--- START OF MATERIAL FOR THIS EXERCISE ---
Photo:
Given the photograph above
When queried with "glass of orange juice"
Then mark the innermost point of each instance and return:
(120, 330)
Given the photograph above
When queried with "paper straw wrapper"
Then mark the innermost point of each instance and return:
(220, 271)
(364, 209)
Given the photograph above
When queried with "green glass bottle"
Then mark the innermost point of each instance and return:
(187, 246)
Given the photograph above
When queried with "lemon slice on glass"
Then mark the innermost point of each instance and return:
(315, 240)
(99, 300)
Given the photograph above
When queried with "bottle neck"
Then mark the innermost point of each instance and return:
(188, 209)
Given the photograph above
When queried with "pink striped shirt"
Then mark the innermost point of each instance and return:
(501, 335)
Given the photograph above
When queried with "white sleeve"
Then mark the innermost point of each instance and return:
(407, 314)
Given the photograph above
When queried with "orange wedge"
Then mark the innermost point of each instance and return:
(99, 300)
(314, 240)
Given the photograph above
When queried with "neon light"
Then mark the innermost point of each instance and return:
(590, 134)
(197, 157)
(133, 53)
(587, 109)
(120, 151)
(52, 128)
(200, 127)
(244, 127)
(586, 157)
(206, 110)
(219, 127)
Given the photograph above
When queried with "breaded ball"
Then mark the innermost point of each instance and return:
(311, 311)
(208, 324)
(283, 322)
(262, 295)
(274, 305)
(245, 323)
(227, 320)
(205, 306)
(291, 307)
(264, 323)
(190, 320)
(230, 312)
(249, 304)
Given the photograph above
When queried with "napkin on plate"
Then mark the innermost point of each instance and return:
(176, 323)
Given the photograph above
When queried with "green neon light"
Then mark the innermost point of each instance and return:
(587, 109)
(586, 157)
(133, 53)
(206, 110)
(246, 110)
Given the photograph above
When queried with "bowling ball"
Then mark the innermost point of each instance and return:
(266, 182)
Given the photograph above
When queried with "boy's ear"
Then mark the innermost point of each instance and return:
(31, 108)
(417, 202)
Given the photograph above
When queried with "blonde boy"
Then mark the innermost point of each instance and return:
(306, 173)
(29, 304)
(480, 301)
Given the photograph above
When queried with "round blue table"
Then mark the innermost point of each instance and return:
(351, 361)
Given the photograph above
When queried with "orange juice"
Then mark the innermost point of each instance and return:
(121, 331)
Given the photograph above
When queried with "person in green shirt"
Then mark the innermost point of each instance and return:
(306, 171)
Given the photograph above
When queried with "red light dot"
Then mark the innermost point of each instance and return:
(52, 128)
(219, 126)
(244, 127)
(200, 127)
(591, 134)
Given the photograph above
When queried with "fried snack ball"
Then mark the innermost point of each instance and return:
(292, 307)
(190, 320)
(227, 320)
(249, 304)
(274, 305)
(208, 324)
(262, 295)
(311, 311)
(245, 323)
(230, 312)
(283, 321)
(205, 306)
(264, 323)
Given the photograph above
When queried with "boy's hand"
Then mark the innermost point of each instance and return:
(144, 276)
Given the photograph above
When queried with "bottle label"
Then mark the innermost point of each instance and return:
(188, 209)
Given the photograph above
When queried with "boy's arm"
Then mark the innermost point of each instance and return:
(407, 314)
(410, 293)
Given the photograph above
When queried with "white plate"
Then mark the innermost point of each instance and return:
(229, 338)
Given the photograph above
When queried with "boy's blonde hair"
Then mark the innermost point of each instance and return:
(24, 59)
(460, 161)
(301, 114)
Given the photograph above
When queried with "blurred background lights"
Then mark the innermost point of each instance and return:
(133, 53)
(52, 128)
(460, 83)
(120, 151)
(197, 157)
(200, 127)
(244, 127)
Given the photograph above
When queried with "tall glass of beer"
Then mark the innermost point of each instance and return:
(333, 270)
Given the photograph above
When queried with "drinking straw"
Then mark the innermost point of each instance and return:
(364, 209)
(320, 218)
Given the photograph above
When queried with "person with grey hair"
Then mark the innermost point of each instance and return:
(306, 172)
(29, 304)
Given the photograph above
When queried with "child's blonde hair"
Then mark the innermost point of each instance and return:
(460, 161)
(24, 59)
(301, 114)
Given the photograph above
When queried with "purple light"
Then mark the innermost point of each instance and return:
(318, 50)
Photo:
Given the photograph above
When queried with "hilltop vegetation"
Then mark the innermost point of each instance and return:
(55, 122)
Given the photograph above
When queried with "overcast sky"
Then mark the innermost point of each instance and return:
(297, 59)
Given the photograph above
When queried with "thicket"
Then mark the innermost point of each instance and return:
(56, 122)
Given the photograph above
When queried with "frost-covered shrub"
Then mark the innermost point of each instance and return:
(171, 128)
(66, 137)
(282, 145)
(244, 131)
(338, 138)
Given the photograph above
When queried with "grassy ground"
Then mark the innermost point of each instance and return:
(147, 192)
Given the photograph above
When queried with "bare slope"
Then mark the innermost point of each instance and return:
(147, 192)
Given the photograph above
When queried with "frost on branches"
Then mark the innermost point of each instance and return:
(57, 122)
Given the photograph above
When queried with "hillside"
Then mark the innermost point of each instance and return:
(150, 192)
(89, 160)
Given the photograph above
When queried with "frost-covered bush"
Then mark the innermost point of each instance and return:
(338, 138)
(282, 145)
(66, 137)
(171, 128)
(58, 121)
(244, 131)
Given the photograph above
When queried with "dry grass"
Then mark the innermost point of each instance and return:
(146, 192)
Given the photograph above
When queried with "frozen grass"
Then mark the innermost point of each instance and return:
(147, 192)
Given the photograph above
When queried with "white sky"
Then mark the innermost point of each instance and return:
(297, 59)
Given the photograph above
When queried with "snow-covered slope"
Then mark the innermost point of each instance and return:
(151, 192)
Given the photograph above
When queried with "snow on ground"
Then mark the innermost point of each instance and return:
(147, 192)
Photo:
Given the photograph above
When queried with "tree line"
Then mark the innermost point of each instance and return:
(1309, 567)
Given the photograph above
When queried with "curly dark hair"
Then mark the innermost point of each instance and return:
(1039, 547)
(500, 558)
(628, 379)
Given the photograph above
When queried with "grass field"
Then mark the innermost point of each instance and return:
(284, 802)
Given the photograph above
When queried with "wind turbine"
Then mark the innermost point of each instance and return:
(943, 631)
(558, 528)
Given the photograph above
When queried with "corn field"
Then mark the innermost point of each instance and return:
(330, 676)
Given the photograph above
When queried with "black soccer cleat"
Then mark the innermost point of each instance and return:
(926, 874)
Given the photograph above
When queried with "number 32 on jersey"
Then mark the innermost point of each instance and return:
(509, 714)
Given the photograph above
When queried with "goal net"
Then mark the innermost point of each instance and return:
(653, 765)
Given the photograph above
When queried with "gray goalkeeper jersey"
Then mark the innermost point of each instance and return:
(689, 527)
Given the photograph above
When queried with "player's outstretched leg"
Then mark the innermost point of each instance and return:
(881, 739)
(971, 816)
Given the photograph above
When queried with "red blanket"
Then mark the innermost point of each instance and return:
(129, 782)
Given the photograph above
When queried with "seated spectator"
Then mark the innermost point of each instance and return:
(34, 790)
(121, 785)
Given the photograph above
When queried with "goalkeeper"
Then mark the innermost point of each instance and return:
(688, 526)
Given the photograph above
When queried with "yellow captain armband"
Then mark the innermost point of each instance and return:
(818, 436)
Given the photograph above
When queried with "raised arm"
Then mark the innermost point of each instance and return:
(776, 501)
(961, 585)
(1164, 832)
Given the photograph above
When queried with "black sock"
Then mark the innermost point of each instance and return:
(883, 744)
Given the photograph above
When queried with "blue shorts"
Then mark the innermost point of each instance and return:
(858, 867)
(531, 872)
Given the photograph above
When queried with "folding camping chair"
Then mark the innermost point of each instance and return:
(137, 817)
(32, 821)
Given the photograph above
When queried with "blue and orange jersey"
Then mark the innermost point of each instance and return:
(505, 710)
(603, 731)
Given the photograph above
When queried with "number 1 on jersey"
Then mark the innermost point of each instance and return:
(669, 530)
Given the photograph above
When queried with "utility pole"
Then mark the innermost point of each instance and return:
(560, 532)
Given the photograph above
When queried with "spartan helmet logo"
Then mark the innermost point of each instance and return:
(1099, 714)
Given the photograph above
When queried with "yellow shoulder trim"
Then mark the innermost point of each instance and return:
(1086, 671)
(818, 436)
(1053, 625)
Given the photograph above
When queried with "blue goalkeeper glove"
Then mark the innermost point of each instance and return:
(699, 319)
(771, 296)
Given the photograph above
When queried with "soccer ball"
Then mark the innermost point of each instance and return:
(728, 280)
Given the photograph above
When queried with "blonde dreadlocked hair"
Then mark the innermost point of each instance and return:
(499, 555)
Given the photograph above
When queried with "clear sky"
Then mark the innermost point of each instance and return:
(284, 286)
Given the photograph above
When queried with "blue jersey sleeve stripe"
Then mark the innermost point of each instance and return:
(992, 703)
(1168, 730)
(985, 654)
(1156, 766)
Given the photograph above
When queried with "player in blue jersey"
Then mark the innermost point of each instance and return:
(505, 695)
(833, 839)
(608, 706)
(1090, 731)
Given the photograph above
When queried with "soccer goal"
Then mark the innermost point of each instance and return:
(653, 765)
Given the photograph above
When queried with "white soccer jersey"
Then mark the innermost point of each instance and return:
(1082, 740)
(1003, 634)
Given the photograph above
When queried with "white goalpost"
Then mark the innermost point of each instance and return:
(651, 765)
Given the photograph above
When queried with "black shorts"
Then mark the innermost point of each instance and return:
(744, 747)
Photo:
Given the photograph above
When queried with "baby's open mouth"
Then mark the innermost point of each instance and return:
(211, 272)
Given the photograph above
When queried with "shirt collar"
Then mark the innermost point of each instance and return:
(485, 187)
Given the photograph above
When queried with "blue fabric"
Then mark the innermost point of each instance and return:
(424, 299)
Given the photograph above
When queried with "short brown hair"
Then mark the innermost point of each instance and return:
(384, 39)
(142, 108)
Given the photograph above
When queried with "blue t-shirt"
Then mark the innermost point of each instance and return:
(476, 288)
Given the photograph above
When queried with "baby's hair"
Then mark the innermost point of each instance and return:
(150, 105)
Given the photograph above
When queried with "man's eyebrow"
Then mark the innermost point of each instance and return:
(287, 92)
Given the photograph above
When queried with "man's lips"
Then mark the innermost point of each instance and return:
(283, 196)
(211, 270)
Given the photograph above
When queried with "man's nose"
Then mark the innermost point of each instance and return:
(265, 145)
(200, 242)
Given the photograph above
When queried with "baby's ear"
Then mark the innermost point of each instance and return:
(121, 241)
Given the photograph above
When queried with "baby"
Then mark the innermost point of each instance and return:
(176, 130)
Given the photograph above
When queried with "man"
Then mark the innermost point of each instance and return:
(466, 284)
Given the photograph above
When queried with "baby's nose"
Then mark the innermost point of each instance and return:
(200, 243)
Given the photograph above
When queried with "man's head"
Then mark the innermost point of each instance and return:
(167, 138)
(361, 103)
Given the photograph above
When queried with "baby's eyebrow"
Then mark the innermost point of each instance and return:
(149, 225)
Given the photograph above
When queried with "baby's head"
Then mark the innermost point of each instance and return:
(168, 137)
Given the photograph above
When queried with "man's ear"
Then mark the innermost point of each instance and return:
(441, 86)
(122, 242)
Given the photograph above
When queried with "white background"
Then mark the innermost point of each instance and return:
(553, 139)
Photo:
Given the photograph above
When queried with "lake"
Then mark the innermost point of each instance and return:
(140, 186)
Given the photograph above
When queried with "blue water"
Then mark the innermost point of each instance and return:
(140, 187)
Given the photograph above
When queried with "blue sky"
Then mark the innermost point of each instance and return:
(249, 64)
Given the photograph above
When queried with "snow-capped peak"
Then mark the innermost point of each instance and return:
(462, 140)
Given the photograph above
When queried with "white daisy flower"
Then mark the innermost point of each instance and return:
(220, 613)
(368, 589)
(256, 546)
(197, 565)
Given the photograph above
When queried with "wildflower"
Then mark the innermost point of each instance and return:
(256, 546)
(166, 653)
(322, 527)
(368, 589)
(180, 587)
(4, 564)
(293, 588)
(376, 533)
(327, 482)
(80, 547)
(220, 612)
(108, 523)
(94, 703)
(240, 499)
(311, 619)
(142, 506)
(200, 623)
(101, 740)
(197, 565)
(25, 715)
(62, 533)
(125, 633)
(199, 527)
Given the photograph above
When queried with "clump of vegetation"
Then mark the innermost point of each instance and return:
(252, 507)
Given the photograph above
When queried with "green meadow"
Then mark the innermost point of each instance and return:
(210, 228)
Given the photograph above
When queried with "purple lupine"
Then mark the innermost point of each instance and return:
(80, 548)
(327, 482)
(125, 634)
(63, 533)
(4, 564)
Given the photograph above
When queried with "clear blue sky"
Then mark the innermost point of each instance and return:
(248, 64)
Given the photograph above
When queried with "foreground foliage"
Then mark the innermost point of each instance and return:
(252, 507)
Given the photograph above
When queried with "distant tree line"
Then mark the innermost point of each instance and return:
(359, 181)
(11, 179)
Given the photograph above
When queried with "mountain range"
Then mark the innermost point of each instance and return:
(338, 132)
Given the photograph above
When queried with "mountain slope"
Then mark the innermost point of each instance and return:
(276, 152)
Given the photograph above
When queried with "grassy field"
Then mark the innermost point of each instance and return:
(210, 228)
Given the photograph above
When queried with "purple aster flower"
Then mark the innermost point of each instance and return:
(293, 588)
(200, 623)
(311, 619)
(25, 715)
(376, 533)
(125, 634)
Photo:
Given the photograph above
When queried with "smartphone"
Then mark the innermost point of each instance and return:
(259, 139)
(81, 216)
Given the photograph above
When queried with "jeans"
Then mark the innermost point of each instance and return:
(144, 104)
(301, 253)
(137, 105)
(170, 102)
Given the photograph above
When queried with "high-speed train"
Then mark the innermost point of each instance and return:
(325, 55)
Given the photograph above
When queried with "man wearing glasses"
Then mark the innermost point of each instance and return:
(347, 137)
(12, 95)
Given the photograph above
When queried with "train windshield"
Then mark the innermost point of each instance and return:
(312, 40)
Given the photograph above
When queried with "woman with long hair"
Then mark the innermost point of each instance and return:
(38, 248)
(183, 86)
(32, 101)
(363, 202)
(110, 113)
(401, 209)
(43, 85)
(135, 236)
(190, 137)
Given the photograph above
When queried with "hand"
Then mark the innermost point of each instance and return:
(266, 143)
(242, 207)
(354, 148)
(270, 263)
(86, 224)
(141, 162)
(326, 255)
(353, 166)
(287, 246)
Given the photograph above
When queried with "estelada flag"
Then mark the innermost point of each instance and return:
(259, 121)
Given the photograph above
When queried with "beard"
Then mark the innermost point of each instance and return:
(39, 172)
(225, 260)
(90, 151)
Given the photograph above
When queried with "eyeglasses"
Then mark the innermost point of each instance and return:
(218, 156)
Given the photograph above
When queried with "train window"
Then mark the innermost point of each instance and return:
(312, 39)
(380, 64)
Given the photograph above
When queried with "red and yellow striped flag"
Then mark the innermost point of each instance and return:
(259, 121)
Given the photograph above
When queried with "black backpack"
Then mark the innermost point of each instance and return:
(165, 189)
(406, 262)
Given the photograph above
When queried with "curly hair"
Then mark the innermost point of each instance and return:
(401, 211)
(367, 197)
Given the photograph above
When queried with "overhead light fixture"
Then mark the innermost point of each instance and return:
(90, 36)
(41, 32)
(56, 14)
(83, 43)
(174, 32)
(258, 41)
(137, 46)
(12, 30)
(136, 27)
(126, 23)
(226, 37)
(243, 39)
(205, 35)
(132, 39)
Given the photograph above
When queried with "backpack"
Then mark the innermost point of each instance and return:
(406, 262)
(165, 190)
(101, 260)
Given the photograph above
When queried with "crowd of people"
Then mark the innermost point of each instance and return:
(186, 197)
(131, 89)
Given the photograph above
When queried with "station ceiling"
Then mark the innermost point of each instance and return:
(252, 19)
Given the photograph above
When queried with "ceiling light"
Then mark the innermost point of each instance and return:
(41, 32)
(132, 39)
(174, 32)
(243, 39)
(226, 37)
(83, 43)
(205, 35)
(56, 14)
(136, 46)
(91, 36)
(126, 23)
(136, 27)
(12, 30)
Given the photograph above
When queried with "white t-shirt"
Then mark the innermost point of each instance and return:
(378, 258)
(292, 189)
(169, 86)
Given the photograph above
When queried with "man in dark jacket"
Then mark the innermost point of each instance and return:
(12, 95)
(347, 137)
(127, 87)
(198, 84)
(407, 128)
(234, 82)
--- END OF MATERIAL FOR THIS EXERCISE ---
- [EXERCISE DETAILS]
Please state how many lines in the entries above contain the string "shirt". Reply with the number alone.

- [RESULT FOR THIS EXERCISE]
5